Stored records
BEGIN

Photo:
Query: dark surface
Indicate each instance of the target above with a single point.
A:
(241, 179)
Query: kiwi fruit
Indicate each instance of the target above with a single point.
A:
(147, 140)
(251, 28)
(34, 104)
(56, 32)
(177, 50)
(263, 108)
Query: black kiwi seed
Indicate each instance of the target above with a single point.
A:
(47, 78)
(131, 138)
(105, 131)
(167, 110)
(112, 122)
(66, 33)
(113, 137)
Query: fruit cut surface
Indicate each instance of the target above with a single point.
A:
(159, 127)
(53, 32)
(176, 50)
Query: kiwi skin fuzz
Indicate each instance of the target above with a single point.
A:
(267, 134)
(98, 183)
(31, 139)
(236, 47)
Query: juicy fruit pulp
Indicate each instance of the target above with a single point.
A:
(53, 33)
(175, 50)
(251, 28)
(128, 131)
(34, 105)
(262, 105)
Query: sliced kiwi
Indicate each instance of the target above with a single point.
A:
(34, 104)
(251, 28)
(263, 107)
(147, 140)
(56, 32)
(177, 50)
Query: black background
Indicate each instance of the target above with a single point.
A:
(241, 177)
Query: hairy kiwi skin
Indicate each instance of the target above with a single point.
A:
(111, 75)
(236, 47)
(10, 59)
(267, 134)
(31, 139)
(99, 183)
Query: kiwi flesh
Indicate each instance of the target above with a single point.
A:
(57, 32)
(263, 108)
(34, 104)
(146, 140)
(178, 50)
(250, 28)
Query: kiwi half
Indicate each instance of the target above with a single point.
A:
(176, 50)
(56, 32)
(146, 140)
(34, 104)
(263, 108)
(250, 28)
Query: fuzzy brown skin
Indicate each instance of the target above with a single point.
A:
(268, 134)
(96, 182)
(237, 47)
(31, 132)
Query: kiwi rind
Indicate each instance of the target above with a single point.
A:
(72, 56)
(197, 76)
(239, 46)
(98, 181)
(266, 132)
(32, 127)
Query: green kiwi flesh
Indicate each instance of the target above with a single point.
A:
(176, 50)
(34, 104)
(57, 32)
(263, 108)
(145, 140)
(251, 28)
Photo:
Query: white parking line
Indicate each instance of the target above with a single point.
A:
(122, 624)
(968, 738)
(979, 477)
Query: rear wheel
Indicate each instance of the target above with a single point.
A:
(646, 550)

END

Your task is to repeat the entries exactly.

--- ANSWER BOX ---
Photo:
Query: dark surface
Indicate each instance of the target above with a single point.
A:
(241, 179)
Query: kiwi fruit
Indicate each instance of the target above with a single point.
A:
(147, 140)
(251, 28)
(34, 104)
(56, 32)
(177, 50)
(263, 108)
Query: black kiwi seed
Indicate each instance of the target above with a single point.
A:
(47, 78)
(131, 138)
(105, 131)
(167, 110)
(112, 122)
(66, 33)
(113, 137)
Query: fruit cut surface
Indicate each instance of the target above with a single point.
A:
(159, 127)
(53, 32)
(176, 50)
Query: kiwi skin fuzz
Indicate each instance of the target above with a single point.
A:
(267, 134)
(98, 183)
(31, 139)
(236, 47)
Query: juicy fruit pulp
Indicate each instance of the target above with a single point.
A:
(53, 33)
(175, 50)
(251, 28)
(128, 131)
(34, 105)
(262, 105)
Query: sliced kiwi
Indicate each instance of the target above with a single point.
A:
(34, 104)
(251, 28)
(263, 107)
(147, 140)
(56, 32)
(177, 50)
Query: black background
Indicate each instance of the target above with a single point.
A:
(241, 177)
Query: hairy kiwi skin
Indicate each instance of the target above with a single point.
A:
(111, 75)
(236, 47)
(10, 59)
(267, 134)
(31, 139)
(99, 183)
Query: kiwi flesh
Indicate each instance of the target above with a single point.
A:
(57, 32)
(263, 108)
(34, 104)
(146, 140)
(178, 50)
(250, 28)
Query: kiwi half
Indicate each instance of the target above with a single point.
A:
(176, 50)
(56, 32)
(146, 140)
(34, 104)
(263, 108)
(250, 28)
Query: fuzzy brown skin
Indicate each instance of the target above with a single point.
A:
(268, 134)
(96, 182)
(237, 47)
(31, 132)
Query: kiwi rind
Indicate each instance of the target above with a single point.
A:
(72, 56)
(197, 76)
(239, 46)
(98, 181)
(266, 132)
(32, 127)
Query: green kiwi flesh
Indicate each instance of the target above with a single point.
A:
(176, 50)
(34, 104)
(57, 32)
(263, 108)
(145, 140)
(251, 28)
Photo:
Query: white parking line
Indicate each instance of the target above with a single point.
A:
(122, 624)
(968, 738)
(979, 477)
Query: rear wheel
Indicate each instance of the target above with a single point.
A:
(646, 550)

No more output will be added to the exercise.